§ Set problem
Reproduce the data below, switching every occurrence of "bounding boxes" to "rectangular boxes" while leaving all other text unchanged. Omit the pictures from your output.

[Rows from a box labeling dataset]
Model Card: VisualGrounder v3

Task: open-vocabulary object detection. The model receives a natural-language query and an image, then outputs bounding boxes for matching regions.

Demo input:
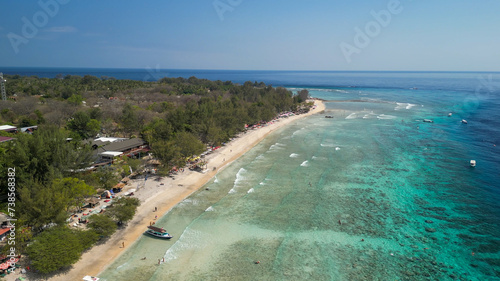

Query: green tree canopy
[27,226,98,273]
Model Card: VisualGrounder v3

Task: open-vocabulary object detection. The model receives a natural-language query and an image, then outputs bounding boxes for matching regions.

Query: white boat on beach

§ Exercise solution
Model Card: VisualGrounder v3

Task: open-vocabulary object detection. The model receives a natural-language query and an image, then outputs rectangular boxes for matching regions.

Demo input:

Query: green tree canopy
[27,226,98,273]
Model Card: VisualGrounder v3

Task: open-vocabulary object detection. The model receives a natural-language query and an image, then outputs rectangular boxes for matching regions.

Query: white boat on beach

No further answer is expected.